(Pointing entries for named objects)
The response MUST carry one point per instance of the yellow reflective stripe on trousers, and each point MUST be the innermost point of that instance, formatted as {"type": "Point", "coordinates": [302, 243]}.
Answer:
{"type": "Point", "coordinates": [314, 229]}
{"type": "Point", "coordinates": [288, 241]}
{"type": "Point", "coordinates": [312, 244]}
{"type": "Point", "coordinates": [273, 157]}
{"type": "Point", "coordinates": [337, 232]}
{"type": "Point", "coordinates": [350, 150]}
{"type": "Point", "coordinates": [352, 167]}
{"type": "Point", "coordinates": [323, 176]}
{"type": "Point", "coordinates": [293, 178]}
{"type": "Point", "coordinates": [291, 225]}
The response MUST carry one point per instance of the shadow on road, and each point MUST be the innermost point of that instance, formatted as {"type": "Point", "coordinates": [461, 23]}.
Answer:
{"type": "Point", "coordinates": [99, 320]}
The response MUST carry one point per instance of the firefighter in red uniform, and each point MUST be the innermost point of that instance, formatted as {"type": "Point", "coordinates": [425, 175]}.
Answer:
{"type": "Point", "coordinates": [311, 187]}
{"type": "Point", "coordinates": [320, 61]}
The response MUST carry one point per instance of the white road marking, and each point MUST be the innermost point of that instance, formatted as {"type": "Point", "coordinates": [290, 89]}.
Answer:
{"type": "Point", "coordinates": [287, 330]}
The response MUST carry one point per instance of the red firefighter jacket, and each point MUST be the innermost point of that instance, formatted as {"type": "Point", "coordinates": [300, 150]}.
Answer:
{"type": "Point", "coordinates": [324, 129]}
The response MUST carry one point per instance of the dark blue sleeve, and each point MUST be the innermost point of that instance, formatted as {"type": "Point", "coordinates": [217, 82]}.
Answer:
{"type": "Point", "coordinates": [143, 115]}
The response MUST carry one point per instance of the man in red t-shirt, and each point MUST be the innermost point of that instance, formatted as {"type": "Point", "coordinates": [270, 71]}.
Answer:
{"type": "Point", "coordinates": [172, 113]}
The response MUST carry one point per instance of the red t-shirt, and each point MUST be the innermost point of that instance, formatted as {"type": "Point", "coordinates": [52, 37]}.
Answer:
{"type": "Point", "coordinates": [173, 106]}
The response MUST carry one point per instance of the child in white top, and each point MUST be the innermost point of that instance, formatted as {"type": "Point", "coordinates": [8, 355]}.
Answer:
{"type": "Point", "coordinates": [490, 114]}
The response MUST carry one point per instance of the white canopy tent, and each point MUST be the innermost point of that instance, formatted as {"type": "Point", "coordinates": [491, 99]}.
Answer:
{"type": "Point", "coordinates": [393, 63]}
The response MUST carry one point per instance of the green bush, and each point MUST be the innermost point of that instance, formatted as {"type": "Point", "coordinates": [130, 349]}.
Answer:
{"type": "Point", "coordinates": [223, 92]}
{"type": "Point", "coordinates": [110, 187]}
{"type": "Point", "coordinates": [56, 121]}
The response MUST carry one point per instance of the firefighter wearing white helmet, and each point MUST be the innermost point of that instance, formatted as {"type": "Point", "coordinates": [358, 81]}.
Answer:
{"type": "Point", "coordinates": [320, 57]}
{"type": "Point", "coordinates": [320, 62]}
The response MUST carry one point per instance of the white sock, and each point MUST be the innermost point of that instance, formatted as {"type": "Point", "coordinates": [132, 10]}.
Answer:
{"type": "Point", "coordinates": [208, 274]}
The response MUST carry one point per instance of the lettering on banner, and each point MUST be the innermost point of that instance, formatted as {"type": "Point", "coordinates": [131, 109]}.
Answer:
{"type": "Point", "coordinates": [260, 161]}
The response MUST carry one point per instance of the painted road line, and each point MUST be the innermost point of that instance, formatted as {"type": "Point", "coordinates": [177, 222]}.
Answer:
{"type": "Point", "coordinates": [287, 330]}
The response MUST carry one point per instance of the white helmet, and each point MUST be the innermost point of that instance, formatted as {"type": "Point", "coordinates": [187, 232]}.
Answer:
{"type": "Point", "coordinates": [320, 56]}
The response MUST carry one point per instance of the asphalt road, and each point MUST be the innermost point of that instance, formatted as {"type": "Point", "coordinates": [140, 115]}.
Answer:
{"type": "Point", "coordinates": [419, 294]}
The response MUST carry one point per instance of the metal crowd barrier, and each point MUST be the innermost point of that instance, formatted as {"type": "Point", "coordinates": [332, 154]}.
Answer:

■ Task directions
Render the lines above, starting with the line that contains "the white helmet, and" and running through the final line, as a JSON list of strings with one string per line and blank lines omitted.

■ The reply
[
  "The response MUST carry one point per instance of the white helmet, and each point MUST be the innermost point of that instance, formatted as {\"type\": \"Point\", \"coordinates\": [187, 232]}.",
  "Answer:",
  "{\"type\": \"Point\", \"coordinates\": [320, 56]}",
  "The response MUST carry one point per instance of the asphalt road, and each point MUST be the innermost point of that instance, formatted as {\"type\": \"Point\", \"coordinates\": [140, 115]}.",
  "Answer:",
  "{\"type\": \"Point\", \"coordinates\": [419, 294]}",
  "The response MUST carry one point per instance of the metal crowd barrier, and each point MUST be the innermost point of that instance, formatted as {\"type\": \"Point\", \"coordinates\": [332, 154]}.",
  "Answer:"
]